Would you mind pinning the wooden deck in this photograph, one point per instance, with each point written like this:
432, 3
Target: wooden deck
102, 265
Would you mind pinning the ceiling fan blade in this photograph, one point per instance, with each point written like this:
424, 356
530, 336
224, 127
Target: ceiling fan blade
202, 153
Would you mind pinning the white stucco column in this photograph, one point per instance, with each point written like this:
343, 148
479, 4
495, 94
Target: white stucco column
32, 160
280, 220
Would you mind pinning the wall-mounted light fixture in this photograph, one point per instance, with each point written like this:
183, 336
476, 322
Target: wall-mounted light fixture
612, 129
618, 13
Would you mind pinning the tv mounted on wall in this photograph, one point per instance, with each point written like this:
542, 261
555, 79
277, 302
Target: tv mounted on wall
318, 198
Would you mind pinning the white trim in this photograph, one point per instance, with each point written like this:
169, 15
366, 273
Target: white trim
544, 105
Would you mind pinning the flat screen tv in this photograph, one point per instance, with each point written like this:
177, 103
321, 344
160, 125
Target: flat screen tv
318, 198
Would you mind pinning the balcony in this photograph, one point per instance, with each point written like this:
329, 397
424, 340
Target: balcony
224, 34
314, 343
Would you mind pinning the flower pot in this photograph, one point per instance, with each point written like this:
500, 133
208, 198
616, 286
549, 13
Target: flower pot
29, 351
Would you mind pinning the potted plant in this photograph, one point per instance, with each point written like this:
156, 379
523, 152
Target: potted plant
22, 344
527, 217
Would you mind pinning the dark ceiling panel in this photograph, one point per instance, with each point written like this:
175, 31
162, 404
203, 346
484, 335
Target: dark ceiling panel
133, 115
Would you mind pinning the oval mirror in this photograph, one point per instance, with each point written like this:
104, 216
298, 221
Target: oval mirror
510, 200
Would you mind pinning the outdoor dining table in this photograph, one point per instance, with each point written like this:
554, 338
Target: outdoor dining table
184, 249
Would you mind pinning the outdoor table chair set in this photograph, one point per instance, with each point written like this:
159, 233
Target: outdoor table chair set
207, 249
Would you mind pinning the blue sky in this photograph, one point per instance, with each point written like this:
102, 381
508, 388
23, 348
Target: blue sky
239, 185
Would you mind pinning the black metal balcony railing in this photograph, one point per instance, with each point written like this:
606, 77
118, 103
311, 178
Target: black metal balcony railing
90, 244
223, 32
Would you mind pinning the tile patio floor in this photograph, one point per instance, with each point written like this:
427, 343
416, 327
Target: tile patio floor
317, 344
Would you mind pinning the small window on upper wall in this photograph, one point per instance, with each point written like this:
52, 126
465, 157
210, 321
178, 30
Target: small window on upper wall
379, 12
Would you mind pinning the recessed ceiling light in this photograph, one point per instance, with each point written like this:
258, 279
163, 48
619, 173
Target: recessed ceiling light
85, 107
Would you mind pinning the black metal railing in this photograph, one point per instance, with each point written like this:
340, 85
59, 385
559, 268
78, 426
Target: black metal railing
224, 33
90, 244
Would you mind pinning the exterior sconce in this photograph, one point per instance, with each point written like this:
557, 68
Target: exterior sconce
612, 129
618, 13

————————

Written task: Copy out all the items above, substituting "Could you mark" for every occurrence of "Would you mind pinning" and leaving everything else unchanged.

Response:
Could you mark the wooden deck in this photograph, one point per instance, with each point written like this:
432, 3
Target: wooden deck
102, 265
Could you mark the ceiling fan blade in this photograph, one point per instance, with each point written like this:
424, 356
530, 336
224, 127
Target: ceiling fan blade
202, 153
Could you mark the white stucco column in this photograph, one point per instance, with each point written like this:
343, 148
479, 4
495, 94
Target: white stucco column
32, 160
280, 220
Could you mark the wall-mounted light fixture in this photograph, one point per instance, with each point written like this:
183, 336
476, 322
Target: wall-mounted light fixture
612, 129
618, 13
Could you mark the tv mounted on wall in this photograph, one point per instance, with each point written like this:
542, 261
555, 79
277, 302
Target: tv mounted on wall
318, 198
Could you mark the white trim in this photograph, one point per instance, with each point written like this:
169, 15
366, 273
Target: white trim
544, 105
Could you mark the flat screen tv in this photograph, one point per instance, with each point written like this:
177, 103
321, 344
160, 125
Target: flat screen tv
318, 198
Could you mark the balcony in this photograph, one point per instance, with each point written like this:
329, 397
424, 340
Target: balcony
224, 34
314, 343
Could you mark the flower pot in this photograph, one point per instance, with each point written like this:
500, 133
208, 198
616, 286
549, 13
Target: flower pot
29, 351
Could you mark the potted plant in this photograph, one point per instance, with each point written like this:
156, 379
523, 152
Target: potted plant
22, 344
527, 217
Could you mark the dark ceiling panel in this photograph, one point per instance, with each point written like this:
175, 31
162, 404
203, 346
484, 335
Target: dark ceiling panel
133, 115
Could you mark the oval mirror in this photograph, one point per instance, with each point written like this:
104, 216
298, 221
Target: oval mirror
510, 200
Could you mark the outdoor dining table in this photograph, one point per instance, with each point written like this:
554, 338
Target: outdoor dining table
184, 249
Could you mark the outdoor table chair set in this photograph, one point per instance, with each point written like this:
159, 233
Target: outdoor table chair set
207, 249
Could you mark the blue sky in this photograph, one point per instance, with each point written like this:
102, 381
508, 388
23, 348
Target: blue sky
239, 185
Could you mark the black metal balcony railing in this photograph, one point per instance, with each point written like this:
606, 77
118, 103
311, 178
Target: black metal balcony railing
90, 244
223, 32
Could you mark the tile patio floor in this photograph, one point per instance, with each point written like this:
427, 343
416, 327
Target: tile patio floor
317, 344
Could you mark the small window on upper wall in this photograph, one point per instance, with each point written like this:
52, 126
465, 157
210, 321
178, 30
Target: small window on upper wall
379, 12
Could you mark the recessed ceiling light in this photograph, one point per instance, with each point written like this:
258, 279
163, 48
619, 173
Target: recessed ceiling light
85, 107
Could you mark the black metal railing in this photograph, one point per instance, with each point written like this:
340, 85
59, 385
559, 268
78, 426
Target: black metal railing
224, 33
90, 244
Could you mark the exterior sconce in this photograph, one point per instance, with each point written like this:
557, 68
Target: exterior sconce
612, 129
618, 13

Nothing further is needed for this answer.